Records from a data collection
* * * * *
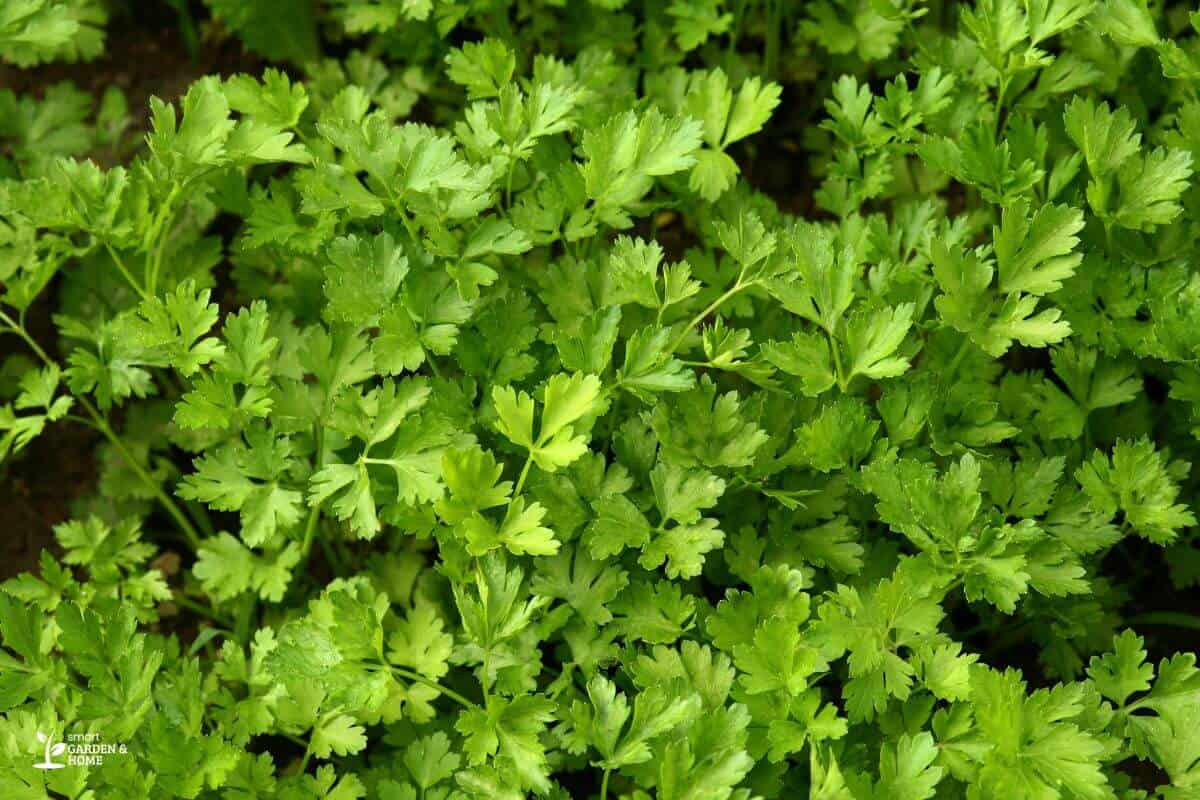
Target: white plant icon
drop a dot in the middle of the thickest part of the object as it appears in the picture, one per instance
(52, 750)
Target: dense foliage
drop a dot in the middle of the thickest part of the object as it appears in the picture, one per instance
(469, 425)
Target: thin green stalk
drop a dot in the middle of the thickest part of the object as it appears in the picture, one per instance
(161, 228)
(525, 474)
(713, 306)
(307, 755)
(125, 271)
(184, 601)
(403, 672)
(958, 358)
(100, 423)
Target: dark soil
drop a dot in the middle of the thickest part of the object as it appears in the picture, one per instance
(145, 55)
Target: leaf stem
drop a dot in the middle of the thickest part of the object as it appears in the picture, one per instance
(525, 474)
(101, 423)
(125, 271)
(1171, 619)
(708, 310)
(184, 601)
(411, 674)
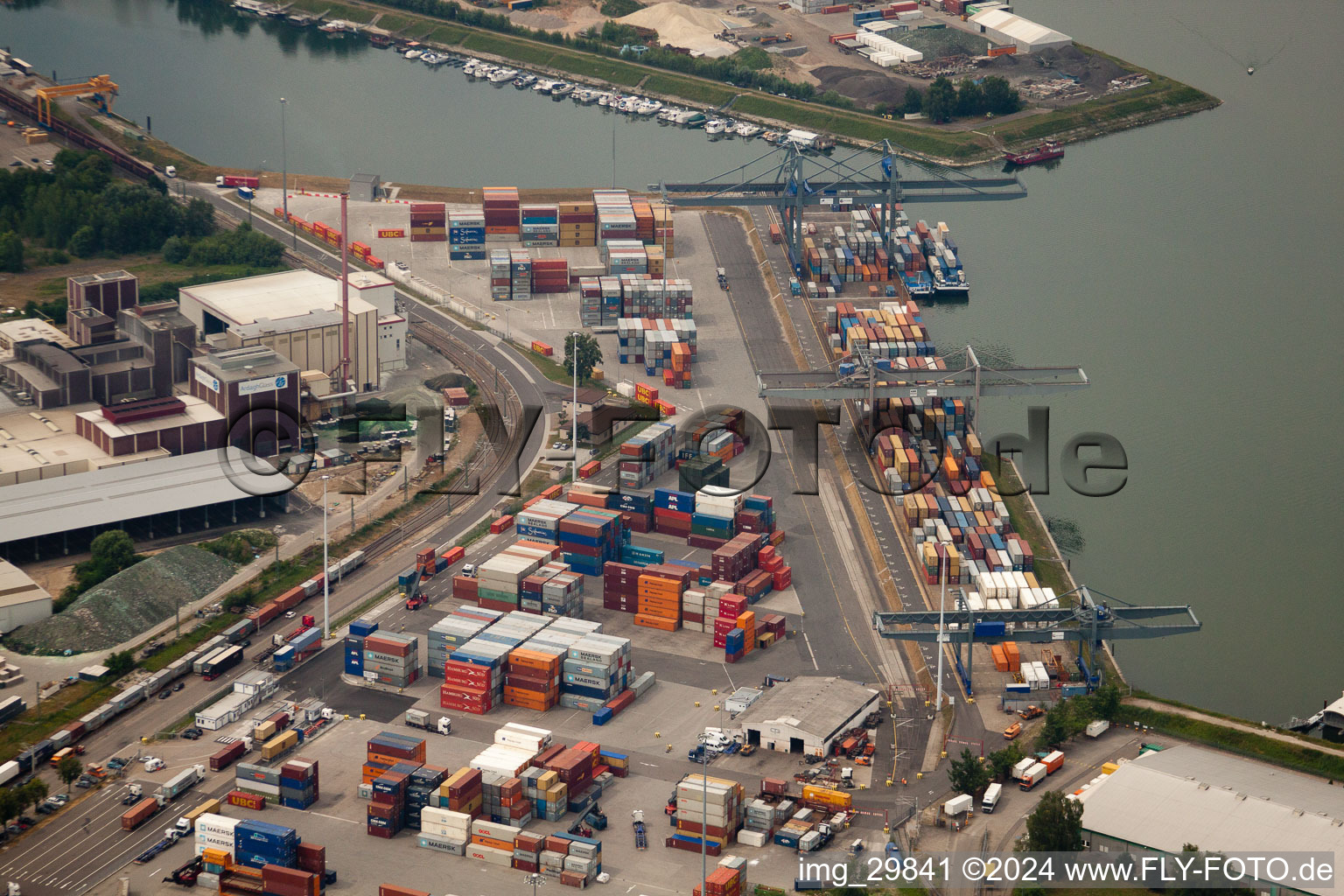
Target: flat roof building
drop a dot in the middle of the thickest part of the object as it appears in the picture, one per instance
(805, 715)
(1215, 801)
(22, 599)
(296, 313)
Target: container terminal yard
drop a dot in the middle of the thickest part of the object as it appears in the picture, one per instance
(712, 650)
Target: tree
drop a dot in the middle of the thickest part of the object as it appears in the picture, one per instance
(588, 351)
(84, 242)
(1055, 825)
(175, 250)
(67, 770)
(914, 102)
(8, 805)
(120, 662)
(968, 775)
(1055, 728)
(1000, 98)
(941, 100)
(11, 253)
(970, 100)
(1003, 760)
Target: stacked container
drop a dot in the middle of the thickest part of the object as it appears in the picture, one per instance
(391, 659)
(659, 597)
(624, 256)
(550, 276)
(669, 298)
(501, 214)
(521, 274)
(500, 276)
(578, 225)
(647, 456)
(709, 810)
(423, 792)
(298, 783)
(258, 843)
(429, 223)
(466, 235)
(539, 226)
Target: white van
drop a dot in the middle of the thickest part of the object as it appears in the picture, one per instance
(990, 798)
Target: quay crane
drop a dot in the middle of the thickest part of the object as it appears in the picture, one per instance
(101, 88)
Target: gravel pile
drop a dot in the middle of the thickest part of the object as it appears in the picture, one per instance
(130, 604)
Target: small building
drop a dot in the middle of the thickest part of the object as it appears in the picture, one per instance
(605, 424)
(366, 188)
(1003, 27)
(1215, 801)
(588, 399)
(22, 599)
(805, 715)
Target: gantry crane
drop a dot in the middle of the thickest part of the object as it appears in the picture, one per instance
(101, 88)
(1086, 621)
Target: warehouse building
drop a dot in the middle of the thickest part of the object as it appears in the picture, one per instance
(1003, 29)
(256, 393)
(22, 599)
(150, 499)
(1215, 801)
(298, 313)
(807, 715)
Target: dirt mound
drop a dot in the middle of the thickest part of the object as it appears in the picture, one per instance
(128, 604)
(683, 25)
(864, 88)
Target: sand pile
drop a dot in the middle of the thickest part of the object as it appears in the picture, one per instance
(683, 25)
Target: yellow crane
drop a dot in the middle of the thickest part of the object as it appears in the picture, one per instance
(100, 87)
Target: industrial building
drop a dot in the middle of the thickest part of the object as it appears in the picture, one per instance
(298, 315)
(148, 499)
(1004, 29)
(22, 599)
(256, 391)
(1215, 801)
(805, 715)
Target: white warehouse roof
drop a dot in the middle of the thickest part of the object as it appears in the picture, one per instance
(1022, 32)
(1218, 802)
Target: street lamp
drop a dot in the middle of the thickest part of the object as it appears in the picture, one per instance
(327, 584)
(574, 407)
(704, 801)
(284, 168)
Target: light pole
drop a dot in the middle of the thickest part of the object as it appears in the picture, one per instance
(942, 595)
(574, 409)
(704, 801)
(327, 584)
(284, 168)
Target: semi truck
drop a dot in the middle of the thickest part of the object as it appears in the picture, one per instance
(140, 813)
(421, 719)
(1032, 777)
(182, 782)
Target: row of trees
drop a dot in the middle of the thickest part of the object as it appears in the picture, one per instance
(80, 207)
(944, 101)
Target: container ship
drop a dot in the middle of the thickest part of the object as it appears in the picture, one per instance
(1045, 152)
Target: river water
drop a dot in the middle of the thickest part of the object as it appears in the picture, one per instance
(1186, 266)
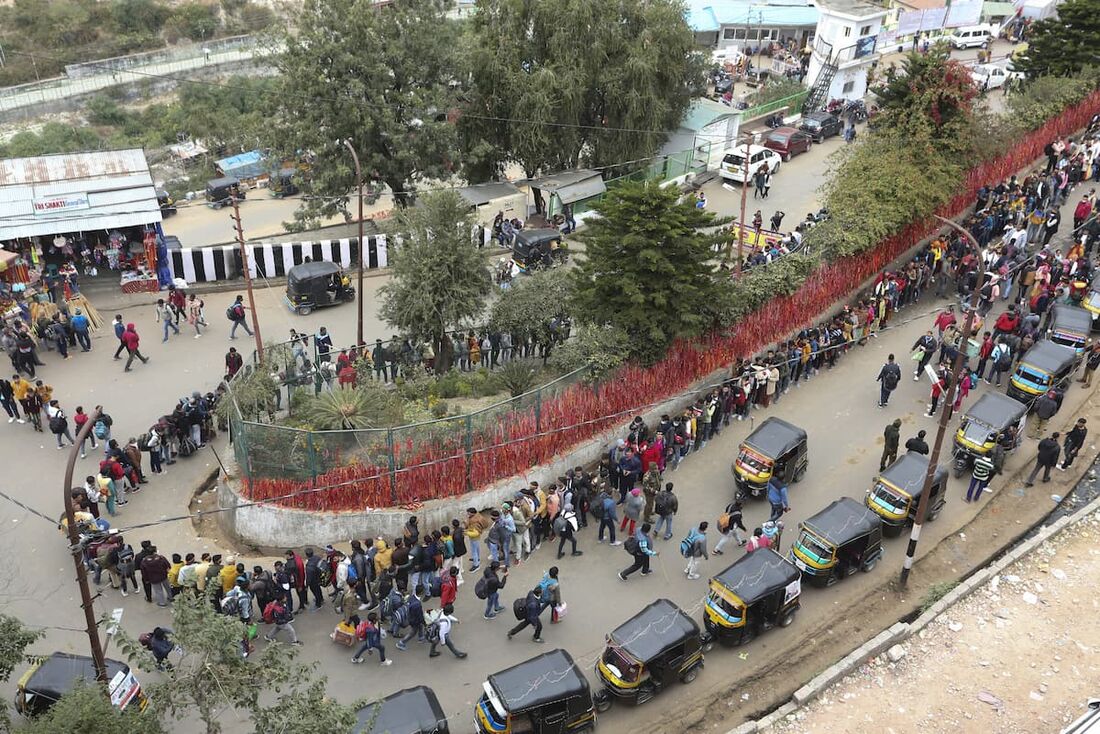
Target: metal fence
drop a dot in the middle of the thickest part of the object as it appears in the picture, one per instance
(389, 467)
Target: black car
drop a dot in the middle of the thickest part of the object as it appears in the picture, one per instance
(821, 126)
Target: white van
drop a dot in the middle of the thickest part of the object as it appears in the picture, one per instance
(972, 36)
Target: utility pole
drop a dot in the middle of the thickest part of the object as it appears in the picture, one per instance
(922, 507)
(81, 572)
(248, 280)
(362, 244)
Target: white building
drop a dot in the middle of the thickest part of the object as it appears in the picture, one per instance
(844, 48)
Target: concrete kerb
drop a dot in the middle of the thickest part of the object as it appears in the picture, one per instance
(900, 632)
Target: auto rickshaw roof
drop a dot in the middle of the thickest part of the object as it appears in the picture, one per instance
(909, 471)
(758, 574)
(843, 521)
(997, 411)
(1073, 318)
(411, 711)
(776, 437)
(1048, 357)
(310, 271)
(659, 627)
(59, 672)
(545, 679)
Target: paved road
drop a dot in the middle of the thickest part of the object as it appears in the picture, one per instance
(842, 462)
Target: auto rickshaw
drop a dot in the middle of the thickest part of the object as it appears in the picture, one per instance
(221, 192)
(55, 675)
(657, 646)
(1091, 302)
(759, 591)
(895, 493)
(166, 203)
(1046, 365)
(983, 426)
(561, 701)
(774, 449)
(411, 711)
(538, 249)
(282, 183)
(837, 541)
(1069, 327)
(317, 285)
* * * * *
Objective:
Write out everything from the line with "Target: auto rickshaw roof" down to the last line of the records, replacing "drop a dot" with "place a dot" and changing nothing else.

Written reply:
Target: auto rickshaw roof
place a dot in the middle of the thickest part of the object as it appears in the picture, one per instance
(909, 471)
(758, 574)
(843, 521)
(997, 411)
(1073, 318)
(411, 711)
(776, 437)
(1048, 357)
(310, 271)
(659, 627)
(59, 672)
(545, 679)
Target: paved road
place a dot in the middle of the thickest part of the object as it appears in the picture, one per instance
(842, 462)
Target: auto rickshaw
place a dot in the middle of the thickest part of the object as it appears in the picture, one per instance
(221, 192)
(55, 675)
(657, 646)
(1091, 302)
(759, 591)
(895, 493)
(166, 203)
(1046, 365)
(983, 426)
(561, 701)
(774, 449)
(411, 711)
(538, 249)
(282, 183)
(837, 541)
(1069, 327)
(317, 285)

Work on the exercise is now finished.